_SET TASK_
In the text on the Ujjain–Bhopal passenger train, what is a shorter version of the paragraph beginning "Ujjain - Bhopal passenger is a passenger train" that keeps its main facts?
─── EXTRACT PROVIDED ───
Ujjain - Bhopal passenger is a passenger train of the Indian Railways, which runs between Ujjain Junction railway station of Ujjain which cultural capital and holy city of Madhya Pradesh and Bhopal Junction railway station of Bhopal, the capital of Central Indian state Madhya Pradesh.

Arrival and departure
 Train no. 59319 departs from Ujjain daily at 17:05, reaching Bhopal the same day at 22:15.
 Train no. 59320 departs from Bhopal daily at 06:40. from platform no.5 reaching Ujjain the same day at 11:05.
─── DATA PROVIDED ───
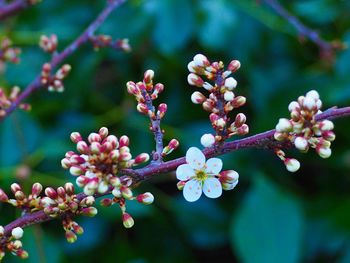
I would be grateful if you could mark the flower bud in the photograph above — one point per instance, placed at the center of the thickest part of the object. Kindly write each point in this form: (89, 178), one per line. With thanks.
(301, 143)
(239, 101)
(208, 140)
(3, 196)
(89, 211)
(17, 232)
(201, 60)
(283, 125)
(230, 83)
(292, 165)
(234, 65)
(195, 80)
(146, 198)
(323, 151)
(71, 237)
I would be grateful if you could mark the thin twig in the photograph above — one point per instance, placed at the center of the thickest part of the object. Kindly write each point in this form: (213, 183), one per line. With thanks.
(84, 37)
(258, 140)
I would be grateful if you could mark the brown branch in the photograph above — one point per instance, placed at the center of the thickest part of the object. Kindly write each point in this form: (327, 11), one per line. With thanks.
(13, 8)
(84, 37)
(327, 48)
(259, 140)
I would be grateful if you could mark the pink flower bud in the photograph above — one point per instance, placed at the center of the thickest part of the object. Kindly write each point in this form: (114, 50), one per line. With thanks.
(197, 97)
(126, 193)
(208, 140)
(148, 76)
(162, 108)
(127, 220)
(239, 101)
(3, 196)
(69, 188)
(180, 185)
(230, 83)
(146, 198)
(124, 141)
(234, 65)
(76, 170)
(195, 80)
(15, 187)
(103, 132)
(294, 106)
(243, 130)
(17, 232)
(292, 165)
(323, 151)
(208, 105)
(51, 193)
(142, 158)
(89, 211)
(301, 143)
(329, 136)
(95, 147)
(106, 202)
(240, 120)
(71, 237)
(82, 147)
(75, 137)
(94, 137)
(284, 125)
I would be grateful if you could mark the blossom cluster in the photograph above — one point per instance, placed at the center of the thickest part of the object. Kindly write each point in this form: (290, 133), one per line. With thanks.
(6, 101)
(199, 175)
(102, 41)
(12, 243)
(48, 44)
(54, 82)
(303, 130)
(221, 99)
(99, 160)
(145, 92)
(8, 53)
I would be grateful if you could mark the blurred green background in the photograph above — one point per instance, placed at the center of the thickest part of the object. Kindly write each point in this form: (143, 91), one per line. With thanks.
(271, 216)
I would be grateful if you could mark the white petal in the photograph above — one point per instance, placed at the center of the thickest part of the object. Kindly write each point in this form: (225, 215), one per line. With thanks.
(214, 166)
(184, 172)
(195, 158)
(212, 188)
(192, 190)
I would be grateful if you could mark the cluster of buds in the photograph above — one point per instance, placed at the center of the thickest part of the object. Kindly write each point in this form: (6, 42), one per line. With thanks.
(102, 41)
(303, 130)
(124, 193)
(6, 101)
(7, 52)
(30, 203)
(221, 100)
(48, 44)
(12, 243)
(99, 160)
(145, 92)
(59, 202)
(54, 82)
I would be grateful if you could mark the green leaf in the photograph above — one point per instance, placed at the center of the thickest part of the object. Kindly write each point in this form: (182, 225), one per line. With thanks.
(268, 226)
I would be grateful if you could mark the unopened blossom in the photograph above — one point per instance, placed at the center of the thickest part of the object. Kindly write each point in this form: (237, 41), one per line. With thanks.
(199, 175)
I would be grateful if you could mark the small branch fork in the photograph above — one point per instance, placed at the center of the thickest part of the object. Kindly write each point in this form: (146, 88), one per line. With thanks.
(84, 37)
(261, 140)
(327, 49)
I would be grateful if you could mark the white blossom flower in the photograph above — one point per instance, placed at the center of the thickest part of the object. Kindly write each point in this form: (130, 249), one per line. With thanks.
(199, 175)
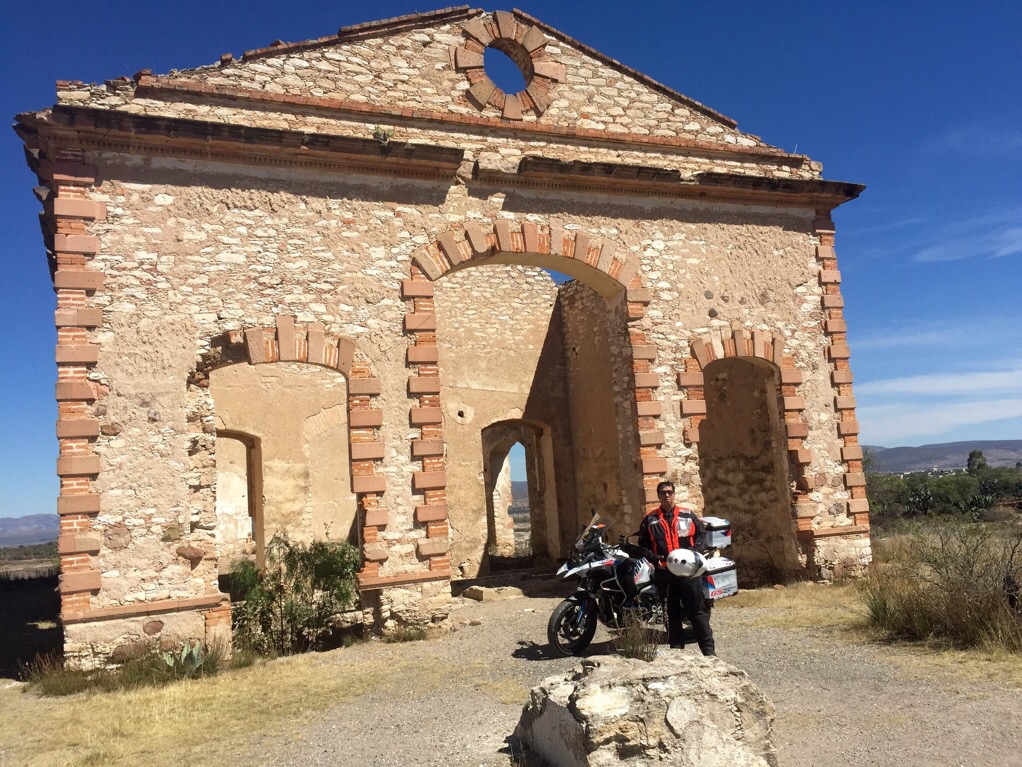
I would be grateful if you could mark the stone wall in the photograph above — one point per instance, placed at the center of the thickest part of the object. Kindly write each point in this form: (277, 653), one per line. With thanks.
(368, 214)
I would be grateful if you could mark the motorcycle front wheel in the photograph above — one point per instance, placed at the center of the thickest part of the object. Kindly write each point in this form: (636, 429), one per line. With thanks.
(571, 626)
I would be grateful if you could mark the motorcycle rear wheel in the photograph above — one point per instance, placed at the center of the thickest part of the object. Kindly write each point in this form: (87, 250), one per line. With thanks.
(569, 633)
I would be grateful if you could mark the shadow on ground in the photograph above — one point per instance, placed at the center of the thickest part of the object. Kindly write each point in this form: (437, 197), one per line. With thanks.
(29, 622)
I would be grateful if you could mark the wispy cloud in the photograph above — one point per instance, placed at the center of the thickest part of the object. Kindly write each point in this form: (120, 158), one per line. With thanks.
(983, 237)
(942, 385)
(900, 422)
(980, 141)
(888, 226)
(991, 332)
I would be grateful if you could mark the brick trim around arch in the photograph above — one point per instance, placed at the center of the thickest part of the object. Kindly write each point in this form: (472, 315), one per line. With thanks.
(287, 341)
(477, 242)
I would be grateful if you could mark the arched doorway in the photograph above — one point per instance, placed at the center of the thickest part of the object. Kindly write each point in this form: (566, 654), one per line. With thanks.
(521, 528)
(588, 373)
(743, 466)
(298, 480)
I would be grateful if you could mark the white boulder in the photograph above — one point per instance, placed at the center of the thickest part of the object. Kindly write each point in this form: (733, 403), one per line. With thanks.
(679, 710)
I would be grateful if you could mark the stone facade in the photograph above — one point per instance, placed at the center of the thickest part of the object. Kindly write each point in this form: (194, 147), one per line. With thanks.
───
_OUTPUT_
The Ujjain–Bhopal passenger is an Indian Railways passenger train between two Madhya Pradesh stations: Ujjain Junction in Ujjain, the state's cultural capital and holy city, and Bhopal Junction in Bhopal, the capital of this Central Indian state.